DIRECTIONS -
Which lines in the rows below contain the word "water"? Extract each of them in full.

--------------------------------------------------

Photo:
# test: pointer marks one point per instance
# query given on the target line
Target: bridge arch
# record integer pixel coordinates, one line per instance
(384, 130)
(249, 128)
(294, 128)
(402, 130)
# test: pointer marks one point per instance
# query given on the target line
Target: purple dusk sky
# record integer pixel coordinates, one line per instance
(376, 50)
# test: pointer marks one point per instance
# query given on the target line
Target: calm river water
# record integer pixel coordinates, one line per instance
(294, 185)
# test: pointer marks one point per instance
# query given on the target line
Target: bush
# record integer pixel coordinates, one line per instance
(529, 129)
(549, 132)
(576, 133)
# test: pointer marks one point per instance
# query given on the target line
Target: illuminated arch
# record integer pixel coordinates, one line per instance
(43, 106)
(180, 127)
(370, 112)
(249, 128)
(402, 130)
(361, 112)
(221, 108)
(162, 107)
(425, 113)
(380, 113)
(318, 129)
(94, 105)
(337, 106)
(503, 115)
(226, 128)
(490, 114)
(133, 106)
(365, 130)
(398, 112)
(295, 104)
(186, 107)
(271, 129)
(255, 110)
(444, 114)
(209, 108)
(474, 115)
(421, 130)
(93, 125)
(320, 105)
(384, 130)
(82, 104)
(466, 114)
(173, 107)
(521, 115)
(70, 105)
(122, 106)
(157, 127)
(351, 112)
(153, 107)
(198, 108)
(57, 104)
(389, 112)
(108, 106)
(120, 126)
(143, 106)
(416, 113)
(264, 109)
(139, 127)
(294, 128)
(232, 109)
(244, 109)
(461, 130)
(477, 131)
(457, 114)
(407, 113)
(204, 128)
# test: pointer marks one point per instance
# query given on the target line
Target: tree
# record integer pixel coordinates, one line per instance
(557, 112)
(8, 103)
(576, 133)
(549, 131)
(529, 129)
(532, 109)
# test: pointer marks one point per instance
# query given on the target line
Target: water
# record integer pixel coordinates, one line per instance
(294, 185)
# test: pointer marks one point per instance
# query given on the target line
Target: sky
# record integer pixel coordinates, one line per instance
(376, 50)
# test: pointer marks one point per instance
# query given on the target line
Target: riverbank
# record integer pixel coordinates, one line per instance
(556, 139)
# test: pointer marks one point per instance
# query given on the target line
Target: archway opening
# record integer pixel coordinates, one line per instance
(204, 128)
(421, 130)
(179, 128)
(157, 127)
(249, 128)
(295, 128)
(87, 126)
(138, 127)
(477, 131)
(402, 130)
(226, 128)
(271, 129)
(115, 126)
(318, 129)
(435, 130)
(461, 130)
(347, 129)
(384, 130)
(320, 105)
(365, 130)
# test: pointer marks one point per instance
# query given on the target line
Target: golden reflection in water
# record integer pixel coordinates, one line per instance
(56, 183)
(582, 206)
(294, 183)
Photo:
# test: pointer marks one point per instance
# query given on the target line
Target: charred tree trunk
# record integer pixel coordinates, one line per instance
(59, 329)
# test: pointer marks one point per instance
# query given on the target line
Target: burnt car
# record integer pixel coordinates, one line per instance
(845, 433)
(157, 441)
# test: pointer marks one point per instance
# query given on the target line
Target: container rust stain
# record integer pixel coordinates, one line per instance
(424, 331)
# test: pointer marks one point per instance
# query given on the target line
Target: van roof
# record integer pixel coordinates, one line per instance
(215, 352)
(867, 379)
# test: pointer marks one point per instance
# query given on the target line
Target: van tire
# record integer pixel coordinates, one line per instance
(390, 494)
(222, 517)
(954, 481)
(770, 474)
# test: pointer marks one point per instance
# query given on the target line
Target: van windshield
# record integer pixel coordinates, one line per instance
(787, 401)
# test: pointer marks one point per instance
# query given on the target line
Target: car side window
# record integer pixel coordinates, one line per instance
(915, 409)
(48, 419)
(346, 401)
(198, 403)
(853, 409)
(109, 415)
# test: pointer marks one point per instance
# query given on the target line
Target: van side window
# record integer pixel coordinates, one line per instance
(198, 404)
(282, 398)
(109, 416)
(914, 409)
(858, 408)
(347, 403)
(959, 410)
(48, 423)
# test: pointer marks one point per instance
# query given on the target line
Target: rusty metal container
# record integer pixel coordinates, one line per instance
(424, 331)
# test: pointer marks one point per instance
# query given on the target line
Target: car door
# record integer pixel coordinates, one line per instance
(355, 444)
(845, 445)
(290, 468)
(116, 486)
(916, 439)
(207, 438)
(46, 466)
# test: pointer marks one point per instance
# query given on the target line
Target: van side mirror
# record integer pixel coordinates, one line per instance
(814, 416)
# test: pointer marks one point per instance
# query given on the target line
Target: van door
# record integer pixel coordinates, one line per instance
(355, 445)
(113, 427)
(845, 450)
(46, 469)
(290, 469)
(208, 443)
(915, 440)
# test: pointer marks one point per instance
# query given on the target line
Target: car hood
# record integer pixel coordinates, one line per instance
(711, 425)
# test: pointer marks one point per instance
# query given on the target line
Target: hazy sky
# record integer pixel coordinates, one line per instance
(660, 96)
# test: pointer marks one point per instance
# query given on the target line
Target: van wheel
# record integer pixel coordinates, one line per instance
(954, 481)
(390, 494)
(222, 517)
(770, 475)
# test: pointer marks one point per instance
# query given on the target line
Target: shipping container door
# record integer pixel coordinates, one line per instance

--------------------------------------------------

FULL OUTPUT -
Target: calm river water
Target: water
Target: golden reflection in water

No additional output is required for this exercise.